Trecho citado ->
'''

Quem se aceita totalmente o tempo todo? Quem disse que é fácil lidar com a idade, a percepção da própria imagem e questões internas que afetam o jeito como nos sentimos e nos vemos? “Você precisa se aceitar do jeito que é,” direcionado também à aparência e ao corpo, não poucas vezes esbarra com as insatisfações da pessoa com sua imagem. Essas questões andam permeando debates e posicionamentos, por vezes antagônicos, no campo da imagem e estilo pessoal. Como estamos lidando com a autoaceitação na consultoria imagem? Dá evitar as armadilhas do lugar comum? Considerar o momento de vida da cliente, seus limites e dificuldades, pode fazer diferença na vida dela.
“Aceitar-se plenamente? É uma violentação da minha vida. Cada mudança, cada projeto novo causa espanto: meu coração está espantado”. Essa frase de Clarice Lispector, em Um Sopro de Vida, me leva a refletir sobre os limites, sempre singulares, da autoaceitação. Quando falamos de aparência e imagem externa, acho que existe muita diferença entre questionar padrões estéticos, estereótipos de beleza, corpos, idade, raça e o discurso do aceitar-se plenamente.
Será que somos capazes de nos aceitar por completo? Eu não acredito nisso. O que vale para tudo na vida, incluindo aí nossa aparência, corpo, imagem pessoal. Será que um dia as mulheres vão deixar de exigir tanto de si mesmas e das outras ao seu redor? É preciso entender que nem tudo depende de força de vontade. Saber encarar os próprios limites é saudável e ajuda a lidar bem com nossa saúde mental.

'''

Atividade 1 ->
Responda com base no texto sobre autoaceitação:
(a) De qual obra de Clarice Lispector foi tirada a frase citada?
(b) Em que campo essas questões andam permeando debates e posicionamentos, segundo o primeiro parágrafo?
(c) Conforme o último parágrafo, nem tudo depende de quê?
Atividade 2 ->
Reproduza fielmente o trecho do texto sobre autoaceitação que começa em "Quem se aceita" e termina em "na vida dela.".
Atividade 3 ->
Dê continuidade ao texto sobre autoaceitação a partir do ponto em que ele para.
Os dados que vêm depois deste ponto são um material à parte, sem relação com o texto sobre autoaceitação.

Dados registrados ->

'''

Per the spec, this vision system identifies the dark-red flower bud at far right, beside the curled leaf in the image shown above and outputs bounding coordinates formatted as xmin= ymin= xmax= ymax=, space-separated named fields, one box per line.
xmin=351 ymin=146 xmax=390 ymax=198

'''

Resposta 1 ->
(a) De Um Sopro de Vida.
(b) No campo da imagem e estilo pessoal.
(c) De força de vontade.

Resposta 2 ->
Quem se aceita totalmente o tempo todo? Quem disse que é fácil lidar com a idade, a percepção da própria imagem e questões internas que afetam o jeito como nos sentimos e nos vemos? “Você precisa se aceitar do jeito que é,” direcionado também à aparência e ao corpo, não poucas vezes esbarra com as insatisfações da pessoa com sua imagem. Essas questões andam permeando debates e posicionamentos, por vezes antagônicos, no campo da imagem e estilo pessoal. Como estamos lidando com a autoaceitação na consultoria imagem? Dá evitar as armadilhas do lugar comum? Considerar o momento de vida da cliente, seus limites e dificuldades, pode fazer diferença na vida dela.

Resposta 3 ->
A autoaceitação lançou luz sobre os questionamentos de modelos estéticos. O que é muito bem-vindo e necessário. Movimentos como body positive atestam isso: mulheres do mundo inteiro, todos os dias, descobrem que não precisam ter um corpo magro e se ajustarem a padrões de silhueta. São bonitas, saudáveis e esse gostar de si ajuda a disseminar uma nova cultura de beleza e bem-estar com a aparência. Mas nossa cultura continua imersa no ideal de juventude. A mulher é avaliada pela aparência muito mais do que o homem e envelhecer significa estar exposta a todo tipo de avaliação depreciativa.
Até pouco anos atrás, o tema da idade era tão incomôdo que atrizes, artistas, cantoras o evitavam ao máximo. Felizmente esse silêncio sobre envelhecer foi sendo rompido: mulheres consideradas modelos de beleza chegaram aos 50, 60 anos. Mais do que dar dicas de antienvelhecimento ou skinkare, muitas delas passaram a falar sobre inseguranças, dilemas e dificuldades para lidarem com a passagem do tempo. Isso inspirou milhares de outras mulheres, que se viam às voltas com o próprio envelhecimento, vivenciando mudanças no rosto, no corpo, na aparência. Nesse sentido, cabelos brancos foram ressignificados, deixarando de ser ‘defeito’ para se tornar valor, identidade, estilo, aceitação. Mas será que toda mulher deve assumir os fios grisalhos, mesmo a contragosto, para se adequar? Acredito que na consultoria de imagem essa deve ser uma decisão da cliente, nunca da profissional, para não fazer de um movimento libertário uma obrigação.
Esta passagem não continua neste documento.